→ **Actions to take**
1. In the transformer circuit passage, what happens to the current D10 i of the diode D10 at t9?
2. Render this sentence from the transformer circuit passage in Spanish: "The current passing through the leakage inductance LS is equal to the current passing through the diode D11, and therefore, the current D11 i of the diode D11 increases in the period T8."
3. According to the transformer circuit passage, why does the current D11 i of the diode D11 increase in the period T8, and what does that do to the current of the diode D10?

In the period T8, the terminal voltage of the primary winding P1 with its winding end receiving positive potential changes from zero to VC2. At this time, the terminal potential of the second secondary winding S2 with its winding end receiving positive potential changes from zero to a level of VC2·(n3/n1). Accordingly, the current ILS(t) passing through the leakage inductance LS increases according to following expression:
ILS(t)=(VS2(t)/LS)·t (7),
where VS2 (t) is the terminal voltage of the second secondary winding S2. The current passing through the leakage inductance LS is equal to the current passing through the diode D11, and therefore, the current D11 i of the diode D11 increases in the period T8. By an increment in the current D11 i of the diode D11, the current D10 i of the diode D10 decreases.
In the period T8 on the secondary side of the transformer Tb, a current passes through the route of L1, C10, D10, S1, and L1 and another current passes through the route of L1, C10, D11, LS, S2, S1, and L1. The latter current increases according to the expression (7), and the former current decreases by the increment of the latter current.
At t8 of period T9, the capacitor C3 is completely charged, the voltage Q1 v of the switch Q1 is substantially a level of Vin+VC2, and the terminal voltage of the primary winding P1 is VC2. Accordingly, the terminal voltage VS2(t) of the second secondary winding S2 is a level of VC2·(n3/n1) and the current ILS(t) passing through the leakage inductance LS increases according to following expression: $\begin{matrix} \begin{matrix} ILS (t) = ILS (t 8) - (VS 2 (t) / LS) \cdot t \\ = ILS (t 8) - (VC 2 \cdot (n 3 / n 1) / LS) \cdot t, \end{matrix} & (8) \end{matrix}$
where ILS(t8) is a current passing through the leakage inductance LS at t8. In this way, the current passing through the leakage inductance LS increases, and by this increment, the current D10 i of the diode D10 decreases. At t9, the current D10 i of the diode D10 becomes zero, and the diode D10 passes a reverse current due to a recovery current. The current D11 i of the diode D11 becomes equal to a current passing through the leakage inductance L1. The current Q2 i of the switch Q2 is proportional to a current passing through the second secondary winding S2 at the ratio of the numbers of turns. Namely, the current Q2 i of the switch Q2 increases and becomes an excitation current of the primary winding P1 at t9.

→ **Excerpts of pointing data**

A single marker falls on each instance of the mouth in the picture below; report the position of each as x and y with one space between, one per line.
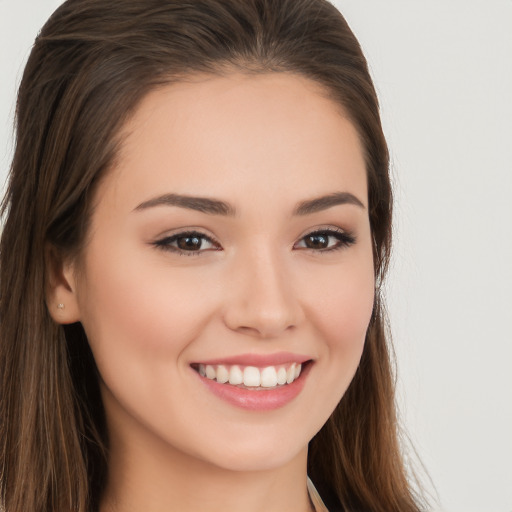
252 378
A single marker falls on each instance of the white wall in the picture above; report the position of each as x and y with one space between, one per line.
443 70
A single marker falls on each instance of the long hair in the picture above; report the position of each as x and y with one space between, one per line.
89 68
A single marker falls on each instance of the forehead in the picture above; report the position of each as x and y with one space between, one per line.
219 135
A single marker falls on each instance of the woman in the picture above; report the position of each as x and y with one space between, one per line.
197 225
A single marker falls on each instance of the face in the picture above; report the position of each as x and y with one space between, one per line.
229 250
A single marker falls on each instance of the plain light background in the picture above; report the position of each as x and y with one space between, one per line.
443 72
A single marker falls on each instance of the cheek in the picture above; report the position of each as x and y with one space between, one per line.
345 307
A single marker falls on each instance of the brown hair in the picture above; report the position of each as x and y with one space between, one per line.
90 66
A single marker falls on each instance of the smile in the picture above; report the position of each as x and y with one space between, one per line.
259 386
251 377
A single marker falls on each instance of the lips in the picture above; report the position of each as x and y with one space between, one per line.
262 383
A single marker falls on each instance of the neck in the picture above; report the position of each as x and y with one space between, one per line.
145 474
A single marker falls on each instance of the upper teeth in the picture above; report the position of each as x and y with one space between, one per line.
251 376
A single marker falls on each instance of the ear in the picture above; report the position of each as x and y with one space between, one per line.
61 290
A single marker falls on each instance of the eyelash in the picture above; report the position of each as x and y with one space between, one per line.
344 239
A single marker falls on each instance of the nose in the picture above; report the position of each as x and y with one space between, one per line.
263 301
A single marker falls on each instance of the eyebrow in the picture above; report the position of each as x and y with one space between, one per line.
217 207
323 203
200 204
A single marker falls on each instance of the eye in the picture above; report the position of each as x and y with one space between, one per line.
325 240
189 243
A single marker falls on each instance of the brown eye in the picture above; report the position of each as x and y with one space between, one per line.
317 241
325 240
189 243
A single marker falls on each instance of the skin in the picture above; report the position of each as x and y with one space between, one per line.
264 144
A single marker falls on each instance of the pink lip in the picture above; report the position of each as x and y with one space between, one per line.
257 400
259 360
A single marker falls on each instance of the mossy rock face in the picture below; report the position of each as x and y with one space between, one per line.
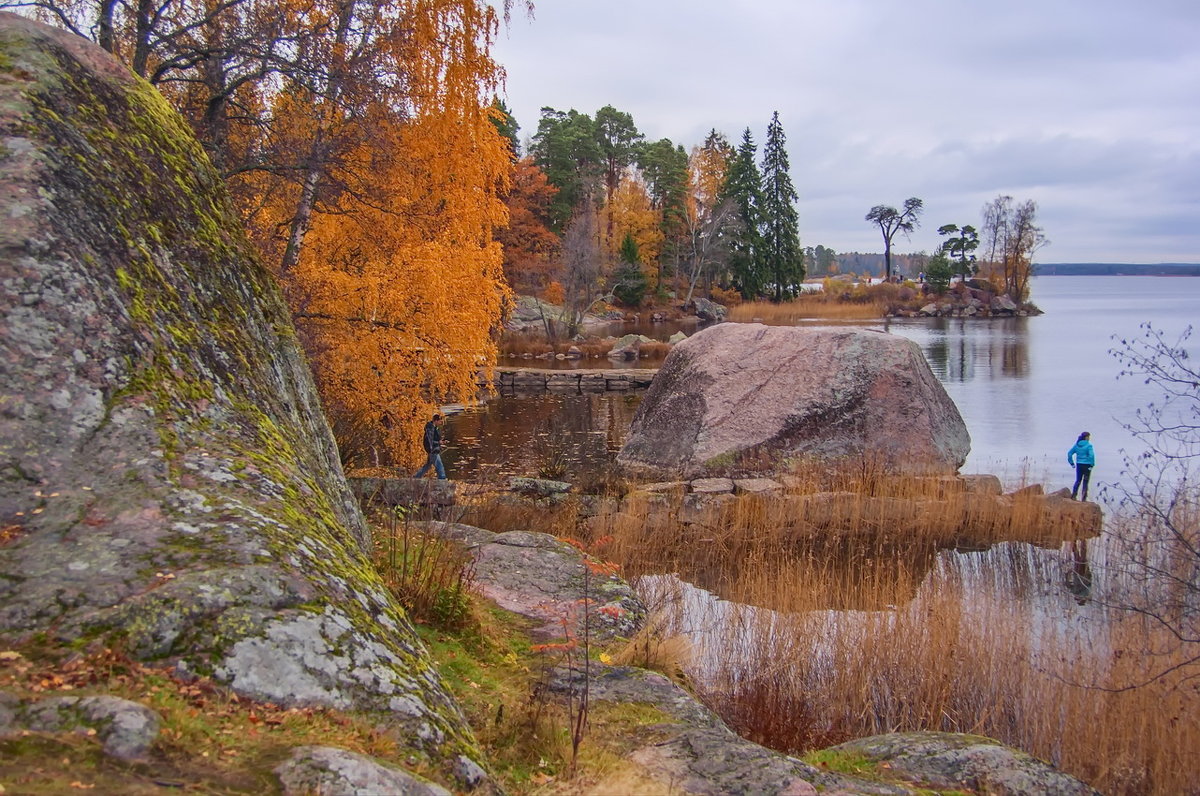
167 479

→ **Answer list**
1. It becomes zero, and the diode D10 passes a reverse current due to a recovery current.

2. La corriente que pasa por la inductancia de fuga LS es igual a la corriente que pasa por el diodo D11 y, por lo tanto, la corriente D11 i del diodo D11 aumenta en el período T8.

3. The current through the leakage inductance LS is equal to the current through the diode D11, and in T8 the LS current increases according to expression (7), so the D11 current increases too. Because of that increment, the current D10 i of the diode D10 decreases.